##### Passage shown #####

500

This is my 500th post. It seems momentous somehow, like I’ve met some sort of imaginary milestone. When I saw that 499, I thought, “the next one better be good. Really good.” Why would I think that? I’m sure there are plenty of people with many more posts, much more to say, so why should this one be any different than any of my last ones? I don’t know. I wish I could say that it will be my last. Or at least my last on this worn-out subject, but I don’t lie to my readers. He is as with me as he has been
from the first time he touched me.
I will bleed for him,
my memoirs of madness
spilling swollen love
onto these pages.
Ripe with longing for ghosts
and memories,
I will cover the world
with ink
if it will only get you
to listen.
I will think of you
on hot car rides
and when I hear
the steely notes of a guitar,
and I will scratch your name
on the sky
so that the earth
may worship
your beauty as I do.
I will never run out
of words
because every molecule
of my being
is crafted
from letters of my love for you.

#####

◆ Task a: Gather every line of the records below that contains the string "leaf", copying each one in full. Case counts.

##### Data supplied #####

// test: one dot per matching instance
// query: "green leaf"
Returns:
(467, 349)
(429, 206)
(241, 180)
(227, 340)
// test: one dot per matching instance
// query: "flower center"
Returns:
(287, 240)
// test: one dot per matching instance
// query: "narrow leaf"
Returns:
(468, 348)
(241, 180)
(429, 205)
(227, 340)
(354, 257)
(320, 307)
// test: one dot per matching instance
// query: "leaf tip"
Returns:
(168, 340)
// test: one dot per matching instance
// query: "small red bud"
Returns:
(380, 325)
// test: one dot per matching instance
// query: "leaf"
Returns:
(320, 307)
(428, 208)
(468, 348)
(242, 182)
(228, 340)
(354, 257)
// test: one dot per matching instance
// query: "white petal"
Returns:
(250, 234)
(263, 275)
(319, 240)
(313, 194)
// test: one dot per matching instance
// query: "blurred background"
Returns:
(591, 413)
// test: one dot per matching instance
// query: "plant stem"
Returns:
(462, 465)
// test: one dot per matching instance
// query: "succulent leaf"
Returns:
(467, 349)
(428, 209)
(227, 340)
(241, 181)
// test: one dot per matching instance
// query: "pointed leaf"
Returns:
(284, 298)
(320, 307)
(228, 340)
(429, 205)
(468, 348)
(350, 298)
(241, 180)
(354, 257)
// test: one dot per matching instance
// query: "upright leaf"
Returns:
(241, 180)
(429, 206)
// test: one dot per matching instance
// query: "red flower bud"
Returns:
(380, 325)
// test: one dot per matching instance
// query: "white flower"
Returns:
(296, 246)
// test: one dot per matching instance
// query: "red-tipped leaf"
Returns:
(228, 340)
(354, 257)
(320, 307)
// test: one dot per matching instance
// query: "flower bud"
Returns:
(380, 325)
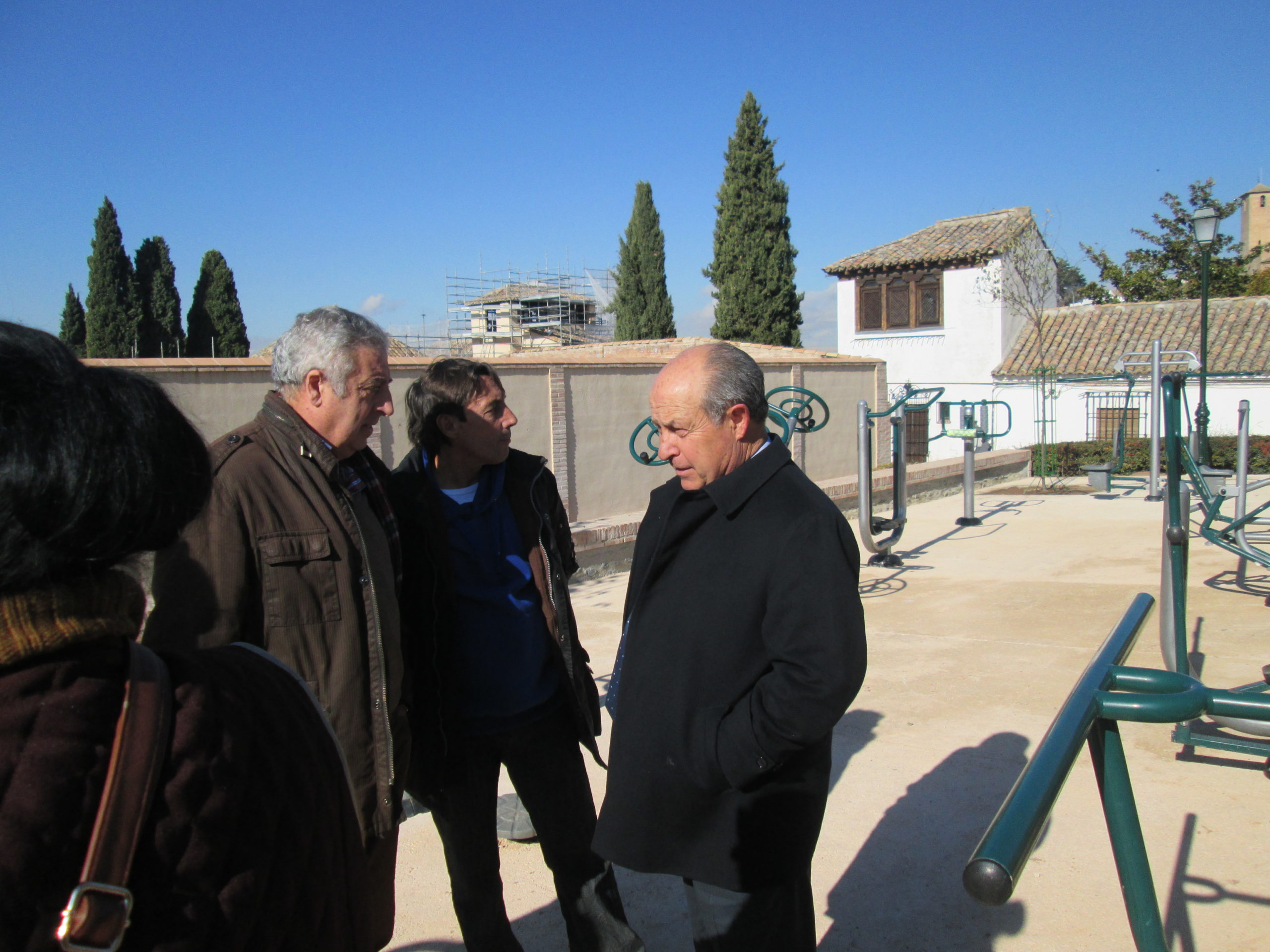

#####

◆ Task b: In the passage above, what does the speaker say every molecule of their being is crafted from?

◆ Output a:
// query: "green leaf"
// query: "narrow leaf"
// query: "leaf tip"
// query: "leaf"
// query: "succulent leaf"
// query: "pointed leaf"
// query: "upright leaf"
// query: "red-tipped leaf"

◆ Output b: Letters of the speaker's love for the person addressed.